(Direction)
Your task is to repeat the lines below exactly, excluding any pictures they contain.

(Given entries)

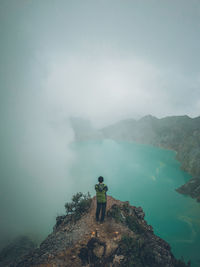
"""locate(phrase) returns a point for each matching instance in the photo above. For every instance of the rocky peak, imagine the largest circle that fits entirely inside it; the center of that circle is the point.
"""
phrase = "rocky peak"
(124, 239)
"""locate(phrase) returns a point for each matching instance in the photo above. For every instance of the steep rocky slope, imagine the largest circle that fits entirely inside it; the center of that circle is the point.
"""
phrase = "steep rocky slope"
(124, 239)
(16, 249)
(179, 133)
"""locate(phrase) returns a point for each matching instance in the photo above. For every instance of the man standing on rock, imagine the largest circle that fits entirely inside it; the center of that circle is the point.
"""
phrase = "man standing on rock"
(101, 190)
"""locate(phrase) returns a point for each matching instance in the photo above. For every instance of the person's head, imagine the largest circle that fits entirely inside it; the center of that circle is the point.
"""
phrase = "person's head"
(100, 179)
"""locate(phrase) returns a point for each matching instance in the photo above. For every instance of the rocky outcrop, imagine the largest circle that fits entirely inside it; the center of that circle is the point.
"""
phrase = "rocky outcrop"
(179, 133)
(124, 239)
(16, 249)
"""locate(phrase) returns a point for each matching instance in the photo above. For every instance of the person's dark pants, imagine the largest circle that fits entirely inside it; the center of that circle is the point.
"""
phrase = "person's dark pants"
(101, 207)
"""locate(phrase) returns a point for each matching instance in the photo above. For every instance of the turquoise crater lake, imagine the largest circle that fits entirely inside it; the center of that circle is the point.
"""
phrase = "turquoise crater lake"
(146, 176)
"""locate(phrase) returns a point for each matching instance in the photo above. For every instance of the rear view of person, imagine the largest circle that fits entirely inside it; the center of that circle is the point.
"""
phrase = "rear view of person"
(101, 190)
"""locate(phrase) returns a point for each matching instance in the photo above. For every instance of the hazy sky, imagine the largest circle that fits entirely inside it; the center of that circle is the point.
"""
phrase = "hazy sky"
(105, 60)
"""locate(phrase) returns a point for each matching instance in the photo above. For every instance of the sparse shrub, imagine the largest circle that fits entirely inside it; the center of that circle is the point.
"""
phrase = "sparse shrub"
(79, 205)
(126, 208)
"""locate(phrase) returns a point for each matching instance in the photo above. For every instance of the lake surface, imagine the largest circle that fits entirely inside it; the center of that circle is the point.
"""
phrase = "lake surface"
(145, 176)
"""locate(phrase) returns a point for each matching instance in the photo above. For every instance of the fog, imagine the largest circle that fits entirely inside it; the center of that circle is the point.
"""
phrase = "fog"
(100, 60)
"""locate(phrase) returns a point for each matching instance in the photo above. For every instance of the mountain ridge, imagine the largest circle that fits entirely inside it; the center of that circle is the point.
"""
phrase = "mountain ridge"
(124, 239)
(178, 133)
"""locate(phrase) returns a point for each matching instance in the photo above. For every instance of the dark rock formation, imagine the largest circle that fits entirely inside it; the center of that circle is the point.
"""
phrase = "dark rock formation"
(179, 133)
(18, 248)
(124, 239)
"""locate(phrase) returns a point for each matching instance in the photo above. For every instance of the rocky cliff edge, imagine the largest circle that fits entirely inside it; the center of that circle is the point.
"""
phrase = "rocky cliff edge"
(124, 239)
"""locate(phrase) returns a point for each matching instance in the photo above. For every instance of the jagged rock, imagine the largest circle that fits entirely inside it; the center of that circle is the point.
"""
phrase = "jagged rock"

(Final result)
"""locate(phrase) returns a point for each matching instance in the photo above. For every instance of the rocky peak, imagine the largest circle that fits entirely inside it; the center of that circle is the point.
"""
phrase = "rocky peak"
(124, 239)
"""locate(phrase) returns a point for each matching instance in the photo above. For every instance of the steep rocky slope, imagine the largest circle that fits entirely inside it; the center of that circle is the point.
"""
phrase = "steep rocky slope"
(124, 239)
(16, 249)
(179, 133)
"""locate(phrase) returns a point for each matching instance in the photo above. For every instance of the man standing on rock, imagine the largest circle that fits entirely inside it; the center of that circle is the point.
"""
phrase = "man standing on rock"
(101, 190)
"""locate(phrase) returns a point for each matching instance in the photo above. For every instance of the person's head, imagine the largest circle that fits entirely inside it; the center of that circle is the point.
"""
phrase = "person's head"
(100, 179)
"""locate(phrase) returns a point for each matching instance in the photo above. For every instance of the rocky outcrop, imagine the largest circle that fits entirely inside it; the center of that circle is the point.
"""
phrase = "rocky outcrop"
(179, 133)
(124, 239)
(16, 249)
"""locate(phrase) returns a point for each matching instance in the photo above. For every instance of the person's dark pants, imagine the largest circle that fits entirely inside it; the center of that circle is the point.
"""
phrase = "person's dark pants"
(101, 207)
"""locate(phrase) returns a point for each matching instance in the photo above. For every instance of the turquoise crater lake, imagine the largest circle that fits entirely inside it; the center of that circle is the point.
"""
phrase = "turquoise crater lake"
(146, 176)
"""locate(phrase) returns a point for each matching instance in the photo above. For every instance of the rear view of person, imagine the largest circle that fits entirely inside it; the center of that circle is the point.
"""
phrase = "rear view of person"
(101, 190)
"""locate(phrase) returns a point for each matching instance in the photo above. For every instance of the hazy sky, imagine the largest circle that fits entirely inside it; the center of that circle is the point.
"""
phrase = "hazy sky"
(105, 60)
"""locate(phrase) returns a point for each matching instance in the photo above. For every instance of the sparse shrub, imagine the largest circle that fits entirely inside it; the center of that circle is the point.
"""
phrase = "sparse shrub"
(79, 205)
(126, 208)
"""locate(phrase) returns a point for each matching instance in the photo above. For every instance of the lake surface, imagine the largest circle that fits entirely inside it; the center of that circle is the point.
"""
phrase = "lake surface"
(145, 176)
"""locate(phrase) returns a point for each matching instance in the photo above. For every instance of the fog, imagine the largest circle that fits entirely inside it; the center of that circle is the point.
"""
phrase = "fog"
(100, 60)
"""locate(phrase) returns a point for each matching instance in the photo above. For every instance of the mountain ridge, imagine the largest circle that fits entirely inside it; the center of that circle is the point.
"""
phrase = "mountain ridge"
(124, 239)
(178, 133)
"""locate(phrase) returns a point for each matching instance in the photo above. For every instance of the dark rock formation, imagine the largest circle that fits entirely inside it; the center of that circle is the point.
"""
phrase = "dark rock formation"
(179, 133)
(18, 248)
(124, 239)
"""locate(phrase) returns a point for each matching instance in the photo above. For every instance of the rocky cliff edge, imagine the largest circle that fits entirely inside it; the center of that circle is the point.
"""
phrase = "rocky cliff edge"
(124, 239)
"""locate(phrase) returns a point for each matching instance in the photo above. For every instance of the jagged rock, imagine the largest circle that fits entirely inside it; the center of that circle is the point.
"""
phrase = "jagged rock"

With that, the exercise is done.